## INFORMATION SHOWN
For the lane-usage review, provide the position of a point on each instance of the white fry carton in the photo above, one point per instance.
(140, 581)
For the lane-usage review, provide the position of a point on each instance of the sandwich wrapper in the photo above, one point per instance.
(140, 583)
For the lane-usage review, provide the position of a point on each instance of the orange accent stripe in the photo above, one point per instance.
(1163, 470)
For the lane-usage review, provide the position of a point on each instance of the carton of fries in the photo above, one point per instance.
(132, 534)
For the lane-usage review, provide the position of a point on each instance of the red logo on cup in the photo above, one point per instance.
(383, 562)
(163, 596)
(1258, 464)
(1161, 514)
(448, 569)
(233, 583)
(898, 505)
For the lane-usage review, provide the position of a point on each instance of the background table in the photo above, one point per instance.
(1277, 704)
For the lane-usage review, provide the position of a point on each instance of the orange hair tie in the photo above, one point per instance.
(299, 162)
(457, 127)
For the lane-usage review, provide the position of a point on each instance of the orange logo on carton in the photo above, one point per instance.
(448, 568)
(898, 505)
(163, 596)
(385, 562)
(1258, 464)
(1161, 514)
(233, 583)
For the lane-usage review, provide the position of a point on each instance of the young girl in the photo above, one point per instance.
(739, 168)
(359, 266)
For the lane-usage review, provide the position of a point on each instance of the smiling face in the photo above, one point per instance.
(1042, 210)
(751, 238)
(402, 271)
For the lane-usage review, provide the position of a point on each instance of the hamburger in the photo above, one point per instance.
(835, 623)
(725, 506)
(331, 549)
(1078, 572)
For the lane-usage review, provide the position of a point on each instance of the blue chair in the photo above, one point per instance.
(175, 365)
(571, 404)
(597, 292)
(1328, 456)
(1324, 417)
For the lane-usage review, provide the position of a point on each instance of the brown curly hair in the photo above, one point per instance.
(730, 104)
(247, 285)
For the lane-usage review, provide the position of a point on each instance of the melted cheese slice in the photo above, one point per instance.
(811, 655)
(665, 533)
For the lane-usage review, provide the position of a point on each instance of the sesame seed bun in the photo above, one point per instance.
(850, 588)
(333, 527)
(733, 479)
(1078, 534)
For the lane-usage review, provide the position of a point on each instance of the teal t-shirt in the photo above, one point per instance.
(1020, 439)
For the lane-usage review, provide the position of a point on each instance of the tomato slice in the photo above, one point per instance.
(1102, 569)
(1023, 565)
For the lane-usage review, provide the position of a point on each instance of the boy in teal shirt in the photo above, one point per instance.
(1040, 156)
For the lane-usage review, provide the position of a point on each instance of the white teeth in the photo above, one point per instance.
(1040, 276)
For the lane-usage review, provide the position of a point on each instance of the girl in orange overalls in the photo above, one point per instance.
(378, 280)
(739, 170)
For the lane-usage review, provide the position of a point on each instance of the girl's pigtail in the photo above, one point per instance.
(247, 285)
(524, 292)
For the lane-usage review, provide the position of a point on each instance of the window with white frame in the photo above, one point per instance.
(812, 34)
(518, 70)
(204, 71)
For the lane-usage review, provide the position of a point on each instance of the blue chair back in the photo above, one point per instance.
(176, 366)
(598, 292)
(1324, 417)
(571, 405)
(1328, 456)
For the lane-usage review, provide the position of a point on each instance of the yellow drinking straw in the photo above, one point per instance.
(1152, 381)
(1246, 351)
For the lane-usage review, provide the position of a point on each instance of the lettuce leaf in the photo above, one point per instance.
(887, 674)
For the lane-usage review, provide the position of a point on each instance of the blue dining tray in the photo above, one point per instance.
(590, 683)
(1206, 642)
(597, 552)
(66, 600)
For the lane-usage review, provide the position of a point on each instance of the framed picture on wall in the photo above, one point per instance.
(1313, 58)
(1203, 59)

## STATED EXERCISE
Please set out everything from the line containing "of the lettuce" down to the last line of the rows as a numbered list, omitting any blank lines.

## EXERCISE RESPONSE
1. For the lane-usage review, provide the position of a point on each instance of the lettuce leaf in the photo above, one point per instance.
2. (887, 674)
3. For the lane-usage review, provide the position of a point on each instance of the blue dining tray in the photo above, one point per instance.
4. (590, 683)
5. (1206, 642)
6. (597, 552)
7. (66, 600)
8. For the lane-usage review, provide the position of a point on each instance of the framed picture on wall in the photo above, one point per instance.
9. (1313, 58)
10. (1203, 59)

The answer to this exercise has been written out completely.